Straying away from God is miserable. Perhaps you know all too well that what starts out as a fun distraction quickly turns ugly and spiritually toxic.
Grace in the Storm
But Jonah was not abandoned … and neither are you. If you have been backsliding head-first into sin or if you are dry and feel spiritually dead, remember the promise that He ‘will seek the lost’ and ‘bring back the strayed’ (Ezek. 34:16, emphasis added). God’s grace is unmistakable in Jonah’s story. God’s grace was in the storm: He could have just left Jonah to run away. God’s grace was in the fish: He could have left Jonah to drown, but instead sends an unconventional ark to rescue him.
Jesus was your rescuer and ark when you first became a Christian. And He is still your ark today; the safe vessel to bring you out of the lifeless depths and back home to God. You see, even when we run like Jonah, God ‘delights in steadfast love’ (Micah 7:18). Our Heavenly Father ‘will again have compassion on us; he will tread our iniquities underfoot. You will cast all our sins into the depths of the sea’ (Micah 7:19).
What Jonah Does
What does Jonah do when the reality of his rebellion against the Lord hits him like a face full of krill? We read in chapter two that Jonah calls out to God for help; he prays. In Jonah’s case and in our own, God’s grace works together with our responsibility to call upon Him. When we call upon the Lord He listens.

ACTION ITEM |
Repeat the part of the passage on Jonah from "Grace in the" to "to rescue him.", word for word. You won't need the records.

GIVEN RECORDS |

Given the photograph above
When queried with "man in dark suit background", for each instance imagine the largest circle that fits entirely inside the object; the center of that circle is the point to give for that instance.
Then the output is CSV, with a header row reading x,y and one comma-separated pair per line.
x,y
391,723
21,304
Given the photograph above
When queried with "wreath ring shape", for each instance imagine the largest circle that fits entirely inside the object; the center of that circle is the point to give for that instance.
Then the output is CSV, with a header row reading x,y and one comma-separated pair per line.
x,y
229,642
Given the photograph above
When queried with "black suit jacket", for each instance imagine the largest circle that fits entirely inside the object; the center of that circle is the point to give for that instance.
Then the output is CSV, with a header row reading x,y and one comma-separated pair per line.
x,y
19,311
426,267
* * *
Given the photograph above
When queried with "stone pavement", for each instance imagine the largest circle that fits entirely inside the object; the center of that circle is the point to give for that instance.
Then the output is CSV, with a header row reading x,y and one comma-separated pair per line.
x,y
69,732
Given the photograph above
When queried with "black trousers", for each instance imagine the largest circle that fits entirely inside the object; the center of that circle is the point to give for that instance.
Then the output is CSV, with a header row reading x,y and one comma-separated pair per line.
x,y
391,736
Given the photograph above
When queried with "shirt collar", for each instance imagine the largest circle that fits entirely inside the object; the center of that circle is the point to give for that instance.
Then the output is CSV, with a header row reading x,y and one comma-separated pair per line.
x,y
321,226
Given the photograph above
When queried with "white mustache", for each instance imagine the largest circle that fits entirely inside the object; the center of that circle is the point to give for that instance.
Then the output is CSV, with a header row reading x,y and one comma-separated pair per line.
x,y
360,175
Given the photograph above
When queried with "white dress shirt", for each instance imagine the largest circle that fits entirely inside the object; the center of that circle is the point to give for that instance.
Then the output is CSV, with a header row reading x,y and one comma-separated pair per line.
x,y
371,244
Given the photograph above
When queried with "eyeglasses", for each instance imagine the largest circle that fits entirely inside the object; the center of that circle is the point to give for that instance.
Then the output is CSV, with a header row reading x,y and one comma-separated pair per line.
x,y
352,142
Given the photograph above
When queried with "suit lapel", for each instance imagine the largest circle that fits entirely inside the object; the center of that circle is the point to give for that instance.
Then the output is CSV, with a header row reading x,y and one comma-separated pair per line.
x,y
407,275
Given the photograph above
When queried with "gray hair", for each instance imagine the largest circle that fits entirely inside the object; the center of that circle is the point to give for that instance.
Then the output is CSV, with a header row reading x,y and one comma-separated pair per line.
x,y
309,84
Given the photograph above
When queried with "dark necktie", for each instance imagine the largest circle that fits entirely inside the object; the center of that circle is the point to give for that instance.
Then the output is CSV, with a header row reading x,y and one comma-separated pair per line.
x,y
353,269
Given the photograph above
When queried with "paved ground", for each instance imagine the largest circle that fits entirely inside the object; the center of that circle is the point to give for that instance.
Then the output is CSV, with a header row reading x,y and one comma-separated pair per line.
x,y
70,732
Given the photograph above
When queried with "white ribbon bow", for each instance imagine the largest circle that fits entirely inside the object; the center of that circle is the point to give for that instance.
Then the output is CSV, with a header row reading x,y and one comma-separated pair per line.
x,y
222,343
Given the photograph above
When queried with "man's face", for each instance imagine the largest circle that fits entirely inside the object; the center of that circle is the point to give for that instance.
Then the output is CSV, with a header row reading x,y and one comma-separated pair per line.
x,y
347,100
==
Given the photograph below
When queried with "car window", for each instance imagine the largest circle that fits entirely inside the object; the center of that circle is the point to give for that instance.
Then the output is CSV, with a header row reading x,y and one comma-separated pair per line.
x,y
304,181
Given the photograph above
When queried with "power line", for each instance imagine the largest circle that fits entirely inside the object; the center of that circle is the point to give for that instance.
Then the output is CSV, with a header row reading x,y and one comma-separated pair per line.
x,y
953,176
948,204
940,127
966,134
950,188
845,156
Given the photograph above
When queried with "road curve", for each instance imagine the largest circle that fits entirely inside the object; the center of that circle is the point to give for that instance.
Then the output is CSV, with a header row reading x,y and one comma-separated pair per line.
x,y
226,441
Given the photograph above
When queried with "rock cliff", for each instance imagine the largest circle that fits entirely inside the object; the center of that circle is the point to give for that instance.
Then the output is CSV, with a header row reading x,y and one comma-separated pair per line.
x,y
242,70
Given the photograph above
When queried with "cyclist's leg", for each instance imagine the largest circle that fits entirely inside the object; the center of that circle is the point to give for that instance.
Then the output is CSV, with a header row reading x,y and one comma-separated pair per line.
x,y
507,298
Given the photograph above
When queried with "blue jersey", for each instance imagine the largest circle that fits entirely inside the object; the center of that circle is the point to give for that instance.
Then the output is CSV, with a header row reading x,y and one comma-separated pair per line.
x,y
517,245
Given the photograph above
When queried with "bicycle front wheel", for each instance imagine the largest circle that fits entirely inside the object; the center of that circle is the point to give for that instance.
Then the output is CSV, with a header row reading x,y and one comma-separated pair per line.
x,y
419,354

RESPONSE AREA |
Grace in the Storm
But Jonah was not abandoned … and neither are you. If you have been backsliding head-first into sin or if you are dry and feel spiritually dead, remember the promise that He ‘will seek the lost’ and ‘bring back the strayed’ (Ezek. 34:16, emphasis added). God’s grace is unmistakable in Jonah’s story. God’s grace was in the storm: He could have just left Jonah to run away. God’s grace was in the fish: He could have left Jonah to drown, but instead sends an unconventional ark to rescue him.